DOKUMEN –

——————————

Drama kehidupan Anak Manusia yang dramatis, bukan didramatisasi. Peristiwa ini merupakan realitas yang tidak dapat dipungkiri. Mengingatkan kita, betapa keji dosa yang telah mendera dan menyalibkan diri-Nya. Fokus kita bukan pada kejahatan tentara Romawi tetapi dosa kitalah yang memaki-maki diri-Nya, yang mengolok-olok dan menyakiti diri-Nya. Mungkin bisa kita katakan seperti Yesus katakan "Ya Bapa, ampunilah mereka, sebab mereka tidak tahu apa yang mereka perbuat” (Luk.23:34). Perajurit-perajurit ini tidak mengetahui siapa Yesus sebenarnya. Tetapi tahu atau tidak tahu, perbuatan mereka ini keji.

Roma 5:8 “Akan tetapi Allah menunjukkan kasih-Nya kepada kita, oleh karena Kristus telah mati untuk kita, ketika kita masih berdosa”. Sekarang maukah kita menerima pengampunan Tuhan ini? Apakah kita terus menerus “tidak tahu apa yang kita perbuat”? Kita bertanggungjawab atas perbuatan kita. Inilah tanda kedewasaan iman kita; mengasihi Yesus dengan segenap hati kita. Pelanggaran dan dosa kita sudah seharusnya ikut disalibkan dan mati di kayu salib. Hingga hidup kita tidak lagi menyakiti Yesus, tetapi menyembuhkan luka dan penderitaan sesama kita. Yang dapat memadamkan amarah, kebencian dan kekerasan adalah kasih yang sempurna dari Yesus Tuhan kita. Kalau kematian Yesus pun tidak dapat mengubah diri kita, apa lagi yang dapat?

——————————

SOAL 1 –
Jawab berdasarkan dokumen:
(a) Siapa yang tidak mengetahui siapa Yesus sebenarnya?
(b) Ayat mana yang dicantumkan untuk kata-kata "Ya Bapa, ampunilah mereka"?
(c) Apa yang dapat memadamkan amarah, kebencian dan kekerasan?
Dokumen dan entri tidak saling berkaitan.

(Data pelabelan koordinat)
——————————

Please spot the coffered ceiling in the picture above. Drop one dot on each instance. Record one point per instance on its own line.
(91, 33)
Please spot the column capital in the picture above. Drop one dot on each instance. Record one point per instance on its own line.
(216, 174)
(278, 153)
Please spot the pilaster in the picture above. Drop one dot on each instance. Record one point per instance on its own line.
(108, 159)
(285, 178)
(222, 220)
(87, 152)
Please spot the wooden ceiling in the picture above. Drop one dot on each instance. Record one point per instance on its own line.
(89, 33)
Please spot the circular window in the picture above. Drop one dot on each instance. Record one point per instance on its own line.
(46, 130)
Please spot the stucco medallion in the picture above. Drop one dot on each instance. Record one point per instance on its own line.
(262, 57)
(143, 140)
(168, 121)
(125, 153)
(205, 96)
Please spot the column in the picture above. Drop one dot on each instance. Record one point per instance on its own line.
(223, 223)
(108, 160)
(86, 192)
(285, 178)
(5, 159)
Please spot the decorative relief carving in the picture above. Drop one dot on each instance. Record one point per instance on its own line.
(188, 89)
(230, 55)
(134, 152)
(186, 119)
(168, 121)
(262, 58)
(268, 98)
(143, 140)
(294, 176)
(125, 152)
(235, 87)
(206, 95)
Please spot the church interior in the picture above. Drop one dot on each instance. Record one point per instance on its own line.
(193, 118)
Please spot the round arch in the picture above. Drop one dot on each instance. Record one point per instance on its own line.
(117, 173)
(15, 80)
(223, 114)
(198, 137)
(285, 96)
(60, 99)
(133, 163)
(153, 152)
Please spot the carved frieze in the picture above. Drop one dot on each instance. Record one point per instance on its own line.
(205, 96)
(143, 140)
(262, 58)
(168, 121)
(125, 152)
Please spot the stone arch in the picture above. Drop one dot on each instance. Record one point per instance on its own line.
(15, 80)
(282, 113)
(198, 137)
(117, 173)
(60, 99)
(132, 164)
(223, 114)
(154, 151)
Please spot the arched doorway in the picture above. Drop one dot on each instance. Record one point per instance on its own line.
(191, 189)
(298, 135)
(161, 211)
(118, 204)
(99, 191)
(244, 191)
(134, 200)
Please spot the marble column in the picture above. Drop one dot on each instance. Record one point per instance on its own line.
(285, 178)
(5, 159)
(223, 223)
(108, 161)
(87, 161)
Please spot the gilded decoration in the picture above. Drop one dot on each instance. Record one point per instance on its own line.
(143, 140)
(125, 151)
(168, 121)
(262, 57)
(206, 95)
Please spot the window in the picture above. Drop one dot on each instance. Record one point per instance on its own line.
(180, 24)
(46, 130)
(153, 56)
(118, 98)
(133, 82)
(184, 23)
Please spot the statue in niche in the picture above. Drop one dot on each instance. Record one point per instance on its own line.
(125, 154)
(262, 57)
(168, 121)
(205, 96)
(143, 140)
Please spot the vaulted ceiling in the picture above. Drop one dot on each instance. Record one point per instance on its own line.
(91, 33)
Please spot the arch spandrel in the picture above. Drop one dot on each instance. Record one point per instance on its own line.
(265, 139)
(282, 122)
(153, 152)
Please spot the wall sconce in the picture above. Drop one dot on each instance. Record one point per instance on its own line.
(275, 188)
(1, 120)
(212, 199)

——————————

SOAL 2 –
Laporkan setiap baris dalam entri yang memuat kata "column". Huruf besar dan kecil dibedakan.

JAWABAN AKHIR 1 –
(a) Perajurit-perajurit.
(b) Luk.23:34.
(c) Kasih yang sempurna dari Yesus Tuhan kita.

JAWABAN AKHIR 2 –
Please spot the column capital in the picture above. Drop one dot on each instance. Record one point per instance on its own line.
Please spot the column in the picture above. Drop one dot on each instance. Record one point per instance on its own line.
Please spot the marble column in the picture above. Drop one dot on each instance. Record one point per instance on its own line.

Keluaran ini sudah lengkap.